• THE TASK:
Lay out every line of the listing below as a Markdown table with two columns, "Row" and "Line." Number the rows consecutively and omit any blank lines.

(Point-based annotation data)
--
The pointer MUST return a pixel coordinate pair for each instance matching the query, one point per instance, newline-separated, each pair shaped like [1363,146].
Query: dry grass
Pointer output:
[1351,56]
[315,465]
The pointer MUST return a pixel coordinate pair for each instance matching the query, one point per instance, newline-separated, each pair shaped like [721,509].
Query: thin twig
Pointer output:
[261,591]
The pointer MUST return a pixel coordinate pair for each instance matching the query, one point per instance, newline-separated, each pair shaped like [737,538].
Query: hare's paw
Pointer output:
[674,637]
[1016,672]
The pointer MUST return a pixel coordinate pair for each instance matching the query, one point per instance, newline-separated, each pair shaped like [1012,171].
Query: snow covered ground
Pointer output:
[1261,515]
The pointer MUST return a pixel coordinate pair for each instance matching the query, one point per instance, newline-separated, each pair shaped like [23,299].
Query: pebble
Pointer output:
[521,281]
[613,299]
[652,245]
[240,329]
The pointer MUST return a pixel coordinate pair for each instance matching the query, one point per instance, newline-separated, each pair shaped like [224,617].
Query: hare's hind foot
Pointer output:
--
• SOLUTION FOR THIS TASK:
| Row | Line |
|---|---|
| 1 | The pointer MUST return a pixel coordinate pair for each instance matching the query, one point per instance, newline-separated, each pair shaped like [1363,146]. |
| 2 | Query: dry grass |
| 3 | Pointer output: |
| 4 | [1351,56] |
| 5 | [315,465] |
| 6 | The pointer MUST return a pixel coordinate pair for each instance matching the query, one point per instance, newline-separated, each pair shaped like [721,509]. |
| 7 | Query: thin twig |
| 8 | Pointer output: |
| 9 | [261,591] |
| 10 | The pointer MUST return a pixel coordinate pair for each instance matching the query, one point per instance, newline-separated, each pair shaped like [737,538]. |
| 11 | Query: hare's paw |
| 12 | Pointer output: |
| 13 | [674,637] |
| 14 | [1016,672] |
| 15 | The pointer MUST return a pixel coordinate pair for each instance matching the query, one point per instance, newline-separated, each pair shaped like [1012,171]. |
| 16 | Query: snow covered ground |
| 17 | Pointer output: |
| 18 | [1261,515] |
| 19 | The pointer MUST return a pixel coordinate pair for each instance matching the query, one point per instance, newline-separated, each pair shaped like [23,299]. |
| 20 | Query: pebble |
| 21 | Pointer output: |
| 22 | [521,281] |
| 23 | [613,299] |
| 24 | [652,245] |
| 25 | [240,329] |
| 26 | The pointer MUST return a pixel coordinate pair for each instance matching the query, one point per instance, newline-separated, each pair shaped like [224,617]. |
| 27 | Query: hare's hind foot |
| 28 | Pointer output: |